• Tekstfragment
------------------------------------------------------------------------
Agentschap Maritieme Dienstverlening en Kust: eindelijk een arbeidsreglement

Op 1 december – dag van de beurtstaking in Oost- en West-Vlaanderen – trad het arbeidsreglement in werking bij het agentschap Maritieme Dienstverlening en Kust. Voor zover we kunnen nagaan, is dit de laatste entiteit binnen de Vlaamse overheid waar dit gebeurt.

De totstandkoming van dit arbeidsreglement is een lang verhaal: ongeveer 10 jaar geleden al startten de eerste gesprekken. Moeizaam, omdat de specificiteit van bepaalde jobs – denk maar aan de mannen van de Wandelaar, het hotelschip van de loodsen, die gedurende een week aan boord blijven op zee – een specifieke regeling noodzaakt. Arbeids- en rusttijden, vervat in een model van arbeidsreglement dat grotendeels ontwikkeld is voor de ‘nine to five’ jobs, zijn niet zomaar op deze personeelscategorieën overdraagbaar. Na enkele jaren van onderhandelingen kwam men dan ook tot de vaststelling dat men er niet uit geraakte.

Afgestoft dossier

Na een ruime onderbreking van enkele jaren werd het bestofte dossier nog eens uit de kast gehaald. Niet alleen is er de wettelijke verplichting om over een arbeidsreglement te beschikken, ook de feitelijke toestand op de werkvloer deed inzien dat een arbeidsreglement noodzakelijk en hoogdringend werd. Meer en meer werd vastgesteld dat werknemers niet altijd op een identieke wijze benaderd werden door hun respectievelijke chef.
Ook werden een aantal bepalingen van het VPS op diverse manieren door leidinggevenden geïnterpreteerd. Denken we maar aan de verstoringstoelage waar in een bepaalde afdeling het personeelslid deze niet kreeg als hij op het werk aanwezig was en werd verwittigd dat hij ’s anderendaags moest werken, en hij de toelage wel zou gekregen hebben mocht hij op hetzelfde ogenblik van verwittigen niet op de werkvloer zijn geweest. Het aanvoelen van de vakverenigingen was dan ook dat – in het belang van de personeelsleden – opnieuw een inspanning moest ondernomen worden om tot een goed arbeidsreglement te komen.
------------------------------------------------------------------------
• Aangeleverd materiaal
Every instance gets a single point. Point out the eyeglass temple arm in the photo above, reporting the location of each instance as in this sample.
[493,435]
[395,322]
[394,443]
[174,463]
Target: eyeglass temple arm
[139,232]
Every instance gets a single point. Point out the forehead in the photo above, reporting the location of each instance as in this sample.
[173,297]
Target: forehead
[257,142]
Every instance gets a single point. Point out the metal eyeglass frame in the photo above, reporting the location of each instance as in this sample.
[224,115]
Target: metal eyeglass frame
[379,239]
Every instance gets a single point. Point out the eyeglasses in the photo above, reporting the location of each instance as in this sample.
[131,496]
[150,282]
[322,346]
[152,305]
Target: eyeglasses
------------------------------------------------------------------------
• Opdrachten
A. Beantwoord over de tekst over het arbeidsreglement bij het agentschap Maritieme Dienstverlening en Kust:
(i) Op welke dag trad het arbeidsreglement in werking?
(ii) Hoeveel jaar geleden startten de eerste gesprekken over dit reglement?
(iii) Welke toelage dient als voorbeeld van een VPS-bepaling die leidinggevenden verschillend interpreteerden?
B. Schrijf het volgende stuk van de tekst over het arbeidsreglement bij het agentschap Maritieme Dienstverlening en Kust, aansluitend op de laatste zin.
Het materiaal komt uit een andere bron dan de tekst.

• Antwoorden op volgorde
A.
(i) Op 1 december.
(ii) Ongeveer 10 jaar geleden.
(iii) De verstoringstoelage.

B.
Naar een consensus

Uiteindelijk zou het nog drie jaren duren – met een ontelbaar aantal overlegmomenten en een berisping van de minister voor de administratie in de commissie Mobiliteit van het Vlaams parlement – vooraleer er een consensusdocument op tafel lag. Het document was voor alle partijen een beetje geven en nemen, maar wij konden – na inwinnen van de reacties van de werkvloer, waar het nog altijd een ver-van-mijn-bed-gebeuren bleef – toch positief adviseren. Dit gebeurde wel onder de vaste afspraak dat de uitvoering strikt zou worden opgevolgd, geëvalueerd en – indien nodig – bijgestuurd.
Door een tactisch ingegeven manoeuvre van een vakbond werd de bemiddelingsprocedure via de FOD WASO formeel opgestart en diende de uiteindelijke beslissing over het arbeidsreglement genomen te worden door het Sectorcomité XVIII van de Vlaamse Gemeenschap. En uit praktische overwegingen werd het arbeidsreglement uitvoerbaar op 1 december 2014, een jaar na de consensusafspraak en tien jaar na de eerste gesprekken over een arbeidsreglement bij MDK.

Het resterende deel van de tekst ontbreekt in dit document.